(Entries for bounding box labeling)
▬▬▬▬▬▬

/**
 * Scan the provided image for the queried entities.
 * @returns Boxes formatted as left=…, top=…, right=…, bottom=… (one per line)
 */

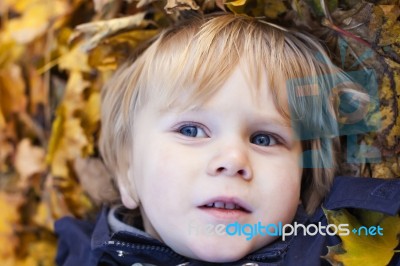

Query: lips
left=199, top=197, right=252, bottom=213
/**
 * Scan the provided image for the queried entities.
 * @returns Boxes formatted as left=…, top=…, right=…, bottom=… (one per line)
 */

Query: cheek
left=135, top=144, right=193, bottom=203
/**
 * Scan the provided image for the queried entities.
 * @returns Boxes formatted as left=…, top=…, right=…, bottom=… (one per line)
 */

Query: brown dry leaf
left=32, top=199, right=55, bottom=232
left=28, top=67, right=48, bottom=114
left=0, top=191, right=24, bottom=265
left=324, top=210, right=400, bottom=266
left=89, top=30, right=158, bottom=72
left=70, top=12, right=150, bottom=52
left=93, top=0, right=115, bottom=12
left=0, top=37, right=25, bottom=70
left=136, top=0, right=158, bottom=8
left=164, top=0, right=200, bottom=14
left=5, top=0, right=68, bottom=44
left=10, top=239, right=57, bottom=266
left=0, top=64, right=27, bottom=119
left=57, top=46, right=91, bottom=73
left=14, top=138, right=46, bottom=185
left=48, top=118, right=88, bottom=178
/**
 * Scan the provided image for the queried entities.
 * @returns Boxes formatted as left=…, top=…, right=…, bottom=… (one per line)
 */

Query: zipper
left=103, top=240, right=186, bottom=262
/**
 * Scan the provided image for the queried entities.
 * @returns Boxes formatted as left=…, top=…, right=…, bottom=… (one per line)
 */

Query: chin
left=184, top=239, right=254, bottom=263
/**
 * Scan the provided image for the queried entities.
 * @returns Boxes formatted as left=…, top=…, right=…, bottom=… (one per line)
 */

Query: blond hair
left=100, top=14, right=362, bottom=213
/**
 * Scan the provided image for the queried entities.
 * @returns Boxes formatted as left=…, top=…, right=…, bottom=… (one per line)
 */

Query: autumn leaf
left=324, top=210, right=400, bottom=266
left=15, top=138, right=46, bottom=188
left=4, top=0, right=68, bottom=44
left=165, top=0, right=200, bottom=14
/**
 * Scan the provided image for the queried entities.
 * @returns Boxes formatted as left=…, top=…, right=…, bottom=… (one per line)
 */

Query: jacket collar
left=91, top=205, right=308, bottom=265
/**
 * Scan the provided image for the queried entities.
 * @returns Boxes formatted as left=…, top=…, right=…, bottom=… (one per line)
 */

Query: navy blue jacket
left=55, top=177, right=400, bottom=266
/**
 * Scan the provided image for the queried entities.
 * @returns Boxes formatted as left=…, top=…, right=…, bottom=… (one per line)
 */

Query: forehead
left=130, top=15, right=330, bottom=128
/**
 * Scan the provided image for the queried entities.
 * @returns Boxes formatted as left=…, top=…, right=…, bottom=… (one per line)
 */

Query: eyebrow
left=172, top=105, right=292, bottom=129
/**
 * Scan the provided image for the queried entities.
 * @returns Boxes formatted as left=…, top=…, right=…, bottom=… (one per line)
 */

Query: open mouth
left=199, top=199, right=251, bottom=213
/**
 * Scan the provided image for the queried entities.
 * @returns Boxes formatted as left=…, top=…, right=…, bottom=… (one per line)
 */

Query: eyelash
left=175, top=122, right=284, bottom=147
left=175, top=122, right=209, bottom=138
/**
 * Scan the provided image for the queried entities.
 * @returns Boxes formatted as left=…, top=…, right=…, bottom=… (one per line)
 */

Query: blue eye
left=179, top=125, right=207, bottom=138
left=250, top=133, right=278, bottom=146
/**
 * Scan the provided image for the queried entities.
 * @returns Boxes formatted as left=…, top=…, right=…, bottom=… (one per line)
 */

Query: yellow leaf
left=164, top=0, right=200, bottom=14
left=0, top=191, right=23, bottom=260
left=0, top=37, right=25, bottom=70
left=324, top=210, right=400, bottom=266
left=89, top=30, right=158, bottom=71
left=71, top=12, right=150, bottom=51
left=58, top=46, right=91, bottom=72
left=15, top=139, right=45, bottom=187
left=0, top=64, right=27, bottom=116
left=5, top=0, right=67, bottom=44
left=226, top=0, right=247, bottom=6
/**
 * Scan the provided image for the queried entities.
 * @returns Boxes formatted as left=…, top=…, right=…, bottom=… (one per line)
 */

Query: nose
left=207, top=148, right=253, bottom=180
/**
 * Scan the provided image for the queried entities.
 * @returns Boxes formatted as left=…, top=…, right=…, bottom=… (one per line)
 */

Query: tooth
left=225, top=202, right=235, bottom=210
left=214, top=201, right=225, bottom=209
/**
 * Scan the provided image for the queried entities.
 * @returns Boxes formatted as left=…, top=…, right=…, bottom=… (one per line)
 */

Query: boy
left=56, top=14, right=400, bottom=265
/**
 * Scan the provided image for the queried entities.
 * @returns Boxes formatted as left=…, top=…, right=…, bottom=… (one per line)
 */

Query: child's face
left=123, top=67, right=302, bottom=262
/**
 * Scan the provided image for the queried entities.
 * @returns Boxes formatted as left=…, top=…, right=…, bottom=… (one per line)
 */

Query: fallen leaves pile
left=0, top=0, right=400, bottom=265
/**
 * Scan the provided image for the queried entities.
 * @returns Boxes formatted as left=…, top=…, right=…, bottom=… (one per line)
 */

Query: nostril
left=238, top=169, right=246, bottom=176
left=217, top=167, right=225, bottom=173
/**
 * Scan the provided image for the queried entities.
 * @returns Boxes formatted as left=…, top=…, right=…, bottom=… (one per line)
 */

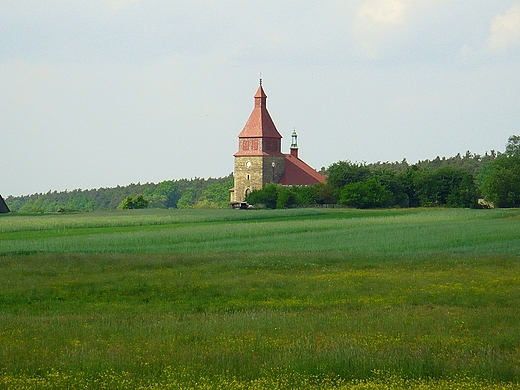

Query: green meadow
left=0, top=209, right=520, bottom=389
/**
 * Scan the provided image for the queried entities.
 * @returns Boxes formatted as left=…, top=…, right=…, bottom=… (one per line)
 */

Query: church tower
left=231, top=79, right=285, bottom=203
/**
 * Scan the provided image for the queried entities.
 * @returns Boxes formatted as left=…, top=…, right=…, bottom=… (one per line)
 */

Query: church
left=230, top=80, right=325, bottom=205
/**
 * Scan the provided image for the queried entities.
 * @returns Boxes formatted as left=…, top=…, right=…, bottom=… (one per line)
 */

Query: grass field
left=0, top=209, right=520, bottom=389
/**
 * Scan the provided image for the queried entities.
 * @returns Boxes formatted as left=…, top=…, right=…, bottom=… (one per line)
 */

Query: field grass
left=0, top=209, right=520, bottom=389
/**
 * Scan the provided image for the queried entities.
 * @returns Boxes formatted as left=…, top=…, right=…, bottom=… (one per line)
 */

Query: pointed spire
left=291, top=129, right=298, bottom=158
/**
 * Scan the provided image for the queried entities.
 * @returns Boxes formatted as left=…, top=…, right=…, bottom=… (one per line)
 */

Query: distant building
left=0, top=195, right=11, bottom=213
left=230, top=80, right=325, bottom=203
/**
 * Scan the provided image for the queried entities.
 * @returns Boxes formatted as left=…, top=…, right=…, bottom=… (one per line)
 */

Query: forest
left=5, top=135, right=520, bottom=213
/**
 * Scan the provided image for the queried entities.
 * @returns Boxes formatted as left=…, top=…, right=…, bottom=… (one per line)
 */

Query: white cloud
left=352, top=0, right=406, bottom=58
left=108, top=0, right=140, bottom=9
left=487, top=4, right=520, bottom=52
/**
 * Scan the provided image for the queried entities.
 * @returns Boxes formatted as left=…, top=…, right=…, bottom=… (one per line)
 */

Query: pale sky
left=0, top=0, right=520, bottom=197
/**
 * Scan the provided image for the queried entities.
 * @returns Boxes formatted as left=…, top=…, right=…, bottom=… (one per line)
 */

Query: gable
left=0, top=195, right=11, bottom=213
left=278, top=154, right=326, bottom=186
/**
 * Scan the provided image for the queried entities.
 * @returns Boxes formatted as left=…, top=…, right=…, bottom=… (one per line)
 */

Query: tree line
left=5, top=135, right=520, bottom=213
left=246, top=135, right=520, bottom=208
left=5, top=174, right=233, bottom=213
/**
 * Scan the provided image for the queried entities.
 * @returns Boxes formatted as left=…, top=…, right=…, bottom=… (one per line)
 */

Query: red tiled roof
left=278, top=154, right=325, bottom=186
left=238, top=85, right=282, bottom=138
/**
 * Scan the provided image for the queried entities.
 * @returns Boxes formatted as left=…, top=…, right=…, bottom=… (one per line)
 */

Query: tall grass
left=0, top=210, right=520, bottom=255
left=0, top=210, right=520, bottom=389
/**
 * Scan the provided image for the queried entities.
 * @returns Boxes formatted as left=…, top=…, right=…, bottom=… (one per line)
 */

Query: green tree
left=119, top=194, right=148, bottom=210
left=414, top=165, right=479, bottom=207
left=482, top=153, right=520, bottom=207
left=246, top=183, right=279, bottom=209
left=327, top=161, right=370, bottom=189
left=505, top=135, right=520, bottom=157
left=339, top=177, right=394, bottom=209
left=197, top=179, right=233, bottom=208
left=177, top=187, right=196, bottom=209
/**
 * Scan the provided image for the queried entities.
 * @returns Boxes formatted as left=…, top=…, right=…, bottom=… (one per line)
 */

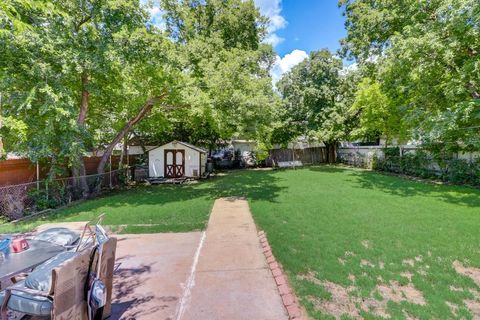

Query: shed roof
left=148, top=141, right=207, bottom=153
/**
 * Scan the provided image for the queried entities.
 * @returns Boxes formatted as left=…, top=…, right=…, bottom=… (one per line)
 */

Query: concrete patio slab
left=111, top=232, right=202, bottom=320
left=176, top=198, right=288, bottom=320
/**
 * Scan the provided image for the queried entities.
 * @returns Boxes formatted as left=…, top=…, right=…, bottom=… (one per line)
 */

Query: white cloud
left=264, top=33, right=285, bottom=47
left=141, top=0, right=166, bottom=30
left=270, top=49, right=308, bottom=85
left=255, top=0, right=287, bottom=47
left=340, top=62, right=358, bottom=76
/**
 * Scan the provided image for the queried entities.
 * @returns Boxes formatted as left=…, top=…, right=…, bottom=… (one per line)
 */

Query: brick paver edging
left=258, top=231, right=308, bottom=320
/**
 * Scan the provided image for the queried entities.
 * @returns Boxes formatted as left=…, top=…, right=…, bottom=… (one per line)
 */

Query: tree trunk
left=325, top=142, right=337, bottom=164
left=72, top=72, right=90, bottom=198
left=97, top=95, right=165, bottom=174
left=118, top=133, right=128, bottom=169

▬▬▬▬▬▬

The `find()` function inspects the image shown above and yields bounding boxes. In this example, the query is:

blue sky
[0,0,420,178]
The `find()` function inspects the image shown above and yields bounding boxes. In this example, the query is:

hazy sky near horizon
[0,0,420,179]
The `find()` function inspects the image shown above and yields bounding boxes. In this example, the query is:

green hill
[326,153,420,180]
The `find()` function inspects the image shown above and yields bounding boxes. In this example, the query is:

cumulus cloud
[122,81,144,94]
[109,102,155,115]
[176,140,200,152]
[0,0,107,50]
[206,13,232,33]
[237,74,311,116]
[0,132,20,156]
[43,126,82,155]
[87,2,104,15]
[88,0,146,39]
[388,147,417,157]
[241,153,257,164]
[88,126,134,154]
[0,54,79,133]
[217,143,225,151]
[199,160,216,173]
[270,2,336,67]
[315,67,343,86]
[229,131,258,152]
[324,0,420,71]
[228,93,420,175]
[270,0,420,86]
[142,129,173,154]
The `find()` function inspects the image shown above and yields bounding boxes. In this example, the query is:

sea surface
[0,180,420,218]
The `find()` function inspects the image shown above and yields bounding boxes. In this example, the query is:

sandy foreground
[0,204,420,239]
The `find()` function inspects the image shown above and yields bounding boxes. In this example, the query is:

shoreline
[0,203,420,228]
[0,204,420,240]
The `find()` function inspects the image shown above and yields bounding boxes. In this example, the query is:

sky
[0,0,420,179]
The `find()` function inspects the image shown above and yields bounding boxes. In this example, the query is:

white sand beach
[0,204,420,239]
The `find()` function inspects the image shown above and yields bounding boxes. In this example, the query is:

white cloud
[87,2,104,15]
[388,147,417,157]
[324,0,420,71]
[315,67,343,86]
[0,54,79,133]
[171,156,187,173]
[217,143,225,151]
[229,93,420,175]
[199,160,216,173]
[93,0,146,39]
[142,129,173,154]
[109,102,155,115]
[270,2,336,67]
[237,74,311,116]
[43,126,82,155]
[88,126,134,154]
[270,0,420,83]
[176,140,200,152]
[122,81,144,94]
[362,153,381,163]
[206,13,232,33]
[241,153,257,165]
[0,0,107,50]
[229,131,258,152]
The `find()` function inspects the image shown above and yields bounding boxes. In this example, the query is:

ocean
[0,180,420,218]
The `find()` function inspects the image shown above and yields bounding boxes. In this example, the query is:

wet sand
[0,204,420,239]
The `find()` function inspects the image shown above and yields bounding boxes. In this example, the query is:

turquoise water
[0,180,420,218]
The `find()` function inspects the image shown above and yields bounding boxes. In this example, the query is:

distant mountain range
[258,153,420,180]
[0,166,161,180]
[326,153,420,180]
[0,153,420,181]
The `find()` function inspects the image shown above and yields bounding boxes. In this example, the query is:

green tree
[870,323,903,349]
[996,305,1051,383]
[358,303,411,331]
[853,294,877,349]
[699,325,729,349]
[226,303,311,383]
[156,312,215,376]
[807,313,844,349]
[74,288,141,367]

▬▬▬▬▬▬

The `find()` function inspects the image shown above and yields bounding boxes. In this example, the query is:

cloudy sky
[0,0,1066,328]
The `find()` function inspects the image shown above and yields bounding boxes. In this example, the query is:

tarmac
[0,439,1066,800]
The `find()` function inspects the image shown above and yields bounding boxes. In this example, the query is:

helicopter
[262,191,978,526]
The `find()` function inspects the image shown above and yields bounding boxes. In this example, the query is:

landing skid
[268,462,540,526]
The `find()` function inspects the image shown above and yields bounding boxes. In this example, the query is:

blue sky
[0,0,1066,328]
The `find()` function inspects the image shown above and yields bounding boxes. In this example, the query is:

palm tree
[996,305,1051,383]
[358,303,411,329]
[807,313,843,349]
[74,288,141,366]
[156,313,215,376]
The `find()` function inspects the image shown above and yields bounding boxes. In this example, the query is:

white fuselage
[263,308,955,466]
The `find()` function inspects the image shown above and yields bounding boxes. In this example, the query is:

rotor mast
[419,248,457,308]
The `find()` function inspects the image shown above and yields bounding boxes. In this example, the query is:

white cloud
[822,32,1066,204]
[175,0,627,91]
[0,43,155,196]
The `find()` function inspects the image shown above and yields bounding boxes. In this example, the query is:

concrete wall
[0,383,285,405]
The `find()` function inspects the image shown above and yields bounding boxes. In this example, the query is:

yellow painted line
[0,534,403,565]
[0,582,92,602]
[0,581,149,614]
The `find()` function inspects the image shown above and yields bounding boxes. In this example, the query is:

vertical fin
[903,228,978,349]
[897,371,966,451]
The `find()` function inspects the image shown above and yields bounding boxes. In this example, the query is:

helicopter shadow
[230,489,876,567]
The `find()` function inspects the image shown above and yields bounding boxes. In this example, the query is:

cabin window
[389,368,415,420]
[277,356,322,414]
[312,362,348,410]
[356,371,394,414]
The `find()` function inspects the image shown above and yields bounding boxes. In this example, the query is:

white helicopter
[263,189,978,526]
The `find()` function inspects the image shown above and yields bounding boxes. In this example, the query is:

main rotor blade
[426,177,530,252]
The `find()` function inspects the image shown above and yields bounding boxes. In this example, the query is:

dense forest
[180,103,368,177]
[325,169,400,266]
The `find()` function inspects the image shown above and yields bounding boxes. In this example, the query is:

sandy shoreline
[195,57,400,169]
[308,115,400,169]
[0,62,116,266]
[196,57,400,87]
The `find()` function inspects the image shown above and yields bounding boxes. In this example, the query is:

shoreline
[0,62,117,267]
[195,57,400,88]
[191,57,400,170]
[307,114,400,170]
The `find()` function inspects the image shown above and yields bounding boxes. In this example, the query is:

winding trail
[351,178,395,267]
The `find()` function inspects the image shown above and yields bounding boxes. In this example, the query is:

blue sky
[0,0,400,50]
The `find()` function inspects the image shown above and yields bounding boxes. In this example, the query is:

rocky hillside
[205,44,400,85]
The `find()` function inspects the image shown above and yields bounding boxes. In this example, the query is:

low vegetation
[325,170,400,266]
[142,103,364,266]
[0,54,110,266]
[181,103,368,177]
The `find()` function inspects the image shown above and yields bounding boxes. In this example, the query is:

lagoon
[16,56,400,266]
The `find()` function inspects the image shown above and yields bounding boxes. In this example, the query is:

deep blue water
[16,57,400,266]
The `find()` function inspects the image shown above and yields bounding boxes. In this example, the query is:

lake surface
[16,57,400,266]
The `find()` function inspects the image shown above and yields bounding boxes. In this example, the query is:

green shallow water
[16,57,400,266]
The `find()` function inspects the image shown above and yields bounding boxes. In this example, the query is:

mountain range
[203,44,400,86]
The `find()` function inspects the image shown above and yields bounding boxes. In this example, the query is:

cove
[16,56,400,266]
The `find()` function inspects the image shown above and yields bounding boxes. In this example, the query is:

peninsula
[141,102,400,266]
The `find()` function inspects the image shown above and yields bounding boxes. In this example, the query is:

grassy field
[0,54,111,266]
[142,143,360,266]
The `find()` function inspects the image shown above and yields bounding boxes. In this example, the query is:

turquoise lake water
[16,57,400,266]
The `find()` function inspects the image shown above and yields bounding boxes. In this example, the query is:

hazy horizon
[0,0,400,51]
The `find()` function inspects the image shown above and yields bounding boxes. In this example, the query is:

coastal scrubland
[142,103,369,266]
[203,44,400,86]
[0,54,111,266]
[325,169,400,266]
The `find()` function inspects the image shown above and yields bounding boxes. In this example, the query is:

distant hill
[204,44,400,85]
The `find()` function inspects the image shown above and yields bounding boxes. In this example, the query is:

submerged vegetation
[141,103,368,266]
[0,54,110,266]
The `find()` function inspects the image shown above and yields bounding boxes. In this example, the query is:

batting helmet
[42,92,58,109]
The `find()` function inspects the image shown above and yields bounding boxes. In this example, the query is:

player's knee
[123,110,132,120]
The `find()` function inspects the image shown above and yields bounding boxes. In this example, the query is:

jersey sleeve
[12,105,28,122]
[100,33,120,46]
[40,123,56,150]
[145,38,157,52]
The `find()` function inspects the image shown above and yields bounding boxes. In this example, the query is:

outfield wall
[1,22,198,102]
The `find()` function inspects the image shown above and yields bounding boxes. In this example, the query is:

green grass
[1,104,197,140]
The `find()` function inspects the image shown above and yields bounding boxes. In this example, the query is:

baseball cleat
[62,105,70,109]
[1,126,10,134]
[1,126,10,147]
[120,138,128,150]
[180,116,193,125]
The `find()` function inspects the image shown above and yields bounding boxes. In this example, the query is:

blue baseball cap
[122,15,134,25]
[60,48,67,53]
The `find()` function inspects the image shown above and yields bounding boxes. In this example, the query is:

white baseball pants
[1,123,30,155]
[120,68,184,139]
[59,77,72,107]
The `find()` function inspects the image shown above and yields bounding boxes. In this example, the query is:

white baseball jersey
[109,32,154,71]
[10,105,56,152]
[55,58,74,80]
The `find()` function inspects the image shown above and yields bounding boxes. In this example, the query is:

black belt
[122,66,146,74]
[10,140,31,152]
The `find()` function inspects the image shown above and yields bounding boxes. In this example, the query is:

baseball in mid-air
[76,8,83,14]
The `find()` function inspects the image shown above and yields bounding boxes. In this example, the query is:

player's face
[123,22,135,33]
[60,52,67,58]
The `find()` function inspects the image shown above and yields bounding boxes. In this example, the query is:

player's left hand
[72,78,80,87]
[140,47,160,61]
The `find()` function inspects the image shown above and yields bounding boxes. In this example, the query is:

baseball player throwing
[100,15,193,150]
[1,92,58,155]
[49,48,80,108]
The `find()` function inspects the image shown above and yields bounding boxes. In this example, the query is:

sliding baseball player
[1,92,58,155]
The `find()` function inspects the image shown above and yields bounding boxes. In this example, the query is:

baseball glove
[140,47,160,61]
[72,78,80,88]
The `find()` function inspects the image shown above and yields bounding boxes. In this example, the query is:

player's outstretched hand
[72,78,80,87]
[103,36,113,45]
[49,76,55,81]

▬▬▬▬▬▬

**PROBLEM STATEMENT**
Pull out every line of the records that contains the word "distant", matching case exactly.

**WRITTEN SOLUTION**
Query: distant building
distant mountain range
distant hill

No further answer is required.